WHAT TO WORK ON: Go through the data underneath and copy every line exactly.

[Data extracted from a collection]

────────────────────

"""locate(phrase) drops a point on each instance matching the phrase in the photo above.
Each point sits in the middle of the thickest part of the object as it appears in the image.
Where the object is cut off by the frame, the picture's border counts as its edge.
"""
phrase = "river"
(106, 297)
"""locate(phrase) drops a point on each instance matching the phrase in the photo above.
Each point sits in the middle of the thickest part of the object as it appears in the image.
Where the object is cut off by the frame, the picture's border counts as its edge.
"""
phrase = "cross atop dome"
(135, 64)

────────────────────

WRITTEN RESPONSE:
"""locate(phrase) drops a point on each instance matching the phrase in the photo above.
Each point sits in the middle of the thickest part of the object as it appears in the image.
Where the object is cut off by the frame, the picture's border counts as its edge.
"""
phrase = "river"
(106, 297)
"""locate(phrase) drops a point on each instance matching the phrase in the photo above.
Each point sits in the middle of the thickest part of the object as it appears in the image.
Where the object is cut off by the frame, the picture's border counts as its edge.
"""
phrase = "cross atop dome"
(135, 64)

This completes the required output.